## [Problem statement]
Could you render every row below as a numbered list, dropping any blank lines?

## [Data to process]
%%

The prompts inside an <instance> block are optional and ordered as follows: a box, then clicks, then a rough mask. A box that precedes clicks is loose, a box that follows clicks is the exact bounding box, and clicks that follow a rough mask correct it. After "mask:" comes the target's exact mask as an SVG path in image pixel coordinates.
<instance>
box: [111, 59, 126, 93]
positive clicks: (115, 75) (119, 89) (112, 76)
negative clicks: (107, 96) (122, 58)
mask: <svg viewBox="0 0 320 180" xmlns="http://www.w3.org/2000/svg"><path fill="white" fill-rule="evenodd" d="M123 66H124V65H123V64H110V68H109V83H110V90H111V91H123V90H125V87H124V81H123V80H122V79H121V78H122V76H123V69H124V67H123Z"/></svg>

%%

## [Exercise result]
1. The prompts inside an <instance> block are optional and ordered as follows: a box, then clicks, then a rough mask. A box that precedes clicks is loose, a box that follows clicks is the exact bounding box, and clicks that follow a rough mask correct it. After "mask:" comes the target's exact mask as an SVG path in image pixel coordinates.
2. <instance>
3. box: [111, 59, 126, 93]
4. positive clicks: (115, 75) (119, 89) (112, 76)
5. negative clicks: (107, 96) (122, 58)
6. mask: <svg viewBox="0 0 320 180" xmlns="http://www.w3.org/2000/svg"><path fill="white" fill-rule="evenodd" d="M123 66H124V65H123V64H110V68H109V83H110V90H111V91H123V90H125V87H124V81H123V80H122V79H121V78H122V76H123V69H124V67H123Z"/></svg>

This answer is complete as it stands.